The Alaska Air National Guard battled bad weather, low visibility and difficult terrain to finally rescue rescued three hikers on Friday after they had spent five days stranded atop a glacier.

The hikers began their ascent on April 3, but bad weather stranded them prevented them from being picked up two days later, according to a news release from the Alaska National Guard. They moved into an ice cave to try to keep warm after high winds damaged their tent.

After the hikers texted a distress call to a friend, the Alaska Air National Guard dispatched aircraft from the 210th and 211th Rescue Squadrons and a team of Guardian Angels from the 212th Rescue Squadron from Joint Base Elmendorf-Richardson, Alaska, the news release says.

The Guardsmen tried several times on April 8 and 9 to get to the hikers, but bad weather, low cloud ceilings and darkness made it impossible to drop off the Guardian Angels, the news release says.

"They couldn't see the ground most times, flying in instrument conditions, surrounded by 13,000-foot peaks, attempting to drop supplies and reach the climbers who are stuck at 8,500 feet; this was a pretty complicated mission," Lt. Col. John Morse, of the Alaska Rescue Coordination Center, said in the news release.

When the rescuers were able to parachute drop food, fuel and other supplies, the hikers could not reach any of the supplies.

The weather improved on April 10, allowing the Guardian Angel Team to land on the glacier. The pararescue airmen found that the hikers were suffering from minor frostbite and then loaded them onto a helicopter so they could be flown to a hospital.

"The crews did an incredible job battling the weather, thinking of creative ways that we could get supplies to the climbers and persevering throughout the last four days," Morse said in the news release. "Everyone was leaning forward, doing everything they could to ensure the climbers were safely rescued."

(GIVEN INFORMATION):
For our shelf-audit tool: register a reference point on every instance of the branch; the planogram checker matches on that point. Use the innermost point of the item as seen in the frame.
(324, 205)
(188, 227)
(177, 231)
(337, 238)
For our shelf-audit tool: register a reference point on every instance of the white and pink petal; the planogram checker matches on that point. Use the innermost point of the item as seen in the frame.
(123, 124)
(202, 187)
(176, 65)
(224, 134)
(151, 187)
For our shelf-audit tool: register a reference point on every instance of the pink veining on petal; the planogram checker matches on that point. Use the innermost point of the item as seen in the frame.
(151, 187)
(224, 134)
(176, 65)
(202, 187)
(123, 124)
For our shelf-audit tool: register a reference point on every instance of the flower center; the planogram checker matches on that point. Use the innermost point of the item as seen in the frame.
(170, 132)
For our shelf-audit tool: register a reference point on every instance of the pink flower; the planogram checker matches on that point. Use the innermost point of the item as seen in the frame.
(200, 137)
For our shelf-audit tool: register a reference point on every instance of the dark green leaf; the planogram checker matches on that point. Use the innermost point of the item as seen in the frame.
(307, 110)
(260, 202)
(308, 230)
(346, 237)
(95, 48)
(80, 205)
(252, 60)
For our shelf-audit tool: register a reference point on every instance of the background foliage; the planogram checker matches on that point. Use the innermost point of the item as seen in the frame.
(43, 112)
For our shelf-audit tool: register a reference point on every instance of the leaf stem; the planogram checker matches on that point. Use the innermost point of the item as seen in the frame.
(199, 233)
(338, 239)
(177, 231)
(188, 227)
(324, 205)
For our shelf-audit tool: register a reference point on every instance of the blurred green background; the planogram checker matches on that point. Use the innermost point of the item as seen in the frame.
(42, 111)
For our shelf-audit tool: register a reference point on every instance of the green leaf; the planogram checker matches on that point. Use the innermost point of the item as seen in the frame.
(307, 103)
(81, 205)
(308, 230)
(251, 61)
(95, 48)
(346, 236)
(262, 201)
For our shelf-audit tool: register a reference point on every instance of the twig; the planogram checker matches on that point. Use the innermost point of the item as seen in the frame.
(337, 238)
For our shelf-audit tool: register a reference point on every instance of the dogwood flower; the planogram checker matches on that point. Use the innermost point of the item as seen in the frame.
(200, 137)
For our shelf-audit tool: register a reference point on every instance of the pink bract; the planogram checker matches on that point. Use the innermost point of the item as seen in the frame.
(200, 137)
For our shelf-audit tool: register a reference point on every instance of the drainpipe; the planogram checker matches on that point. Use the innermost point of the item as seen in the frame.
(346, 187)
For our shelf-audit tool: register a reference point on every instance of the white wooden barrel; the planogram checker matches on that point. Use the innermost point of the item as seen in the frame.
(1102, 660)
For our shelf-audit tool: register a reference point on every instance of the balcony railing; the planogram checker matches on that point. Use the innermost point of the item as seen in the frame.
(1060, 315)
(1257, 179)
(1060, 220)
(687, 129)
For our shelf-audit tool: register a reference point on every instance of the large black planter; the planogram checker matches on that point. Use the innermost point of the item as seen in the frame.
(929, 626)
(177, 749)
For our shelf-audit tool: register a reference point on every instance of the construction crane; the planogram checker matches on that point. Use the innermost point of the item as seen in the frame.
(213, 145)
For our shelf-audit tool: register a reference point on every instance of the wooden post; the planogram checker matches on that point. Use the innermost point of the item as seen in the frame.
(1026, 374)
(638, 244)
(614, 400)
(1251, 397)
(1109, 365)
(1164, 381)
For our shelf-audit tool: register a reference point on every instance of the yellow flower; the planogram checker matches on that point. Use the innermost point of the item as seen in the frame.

(WORK REQUEST 1):
In the glacier rescue article, on what date did the weather improve enough for the Guardian Angel Team to land on the glacier?
(WORK REQUEST 2):
List every rescue squadron named in the glacier rescue article.
(WORK REQUEST 3):
Copy the passage of the glacier rescue article starting with "The hikers began" and going on through "Angels, the news release says.".
Rely only on the glacier rescue article, not on the entries.

(EXERCISE OUTPUT 1):
April 10

(EXERCISE OUTPUT 2):
210th Rescue Squadron
211th Rescue Squadron
212th Rescue Squadron

(EXERCISE OUTPUT 3):
The hikers began their ascent on April 3, but bad weather stranded them prevented them from being picked up two days later, according to a news release from the Alaska National Guard. They moved into an ice cave to try to keep warm after high winds damaged their tent.

After the hikers texted a distress call to a friend, the Alaska Air National Guard dispatched aircraft from the 210th and 211th Rescue Squadrons and a team of Guardian Angels from the 212th Rescue Squadron from Joint Base Elmendorf-Richardson, Alaska, the news release says.

The Guardsmen tried several times on April 8 and 9 to get to the hikers, but bad weather, low cloud ceilings and darkness made it impossible to drop off the Guardian Angels, the news release says.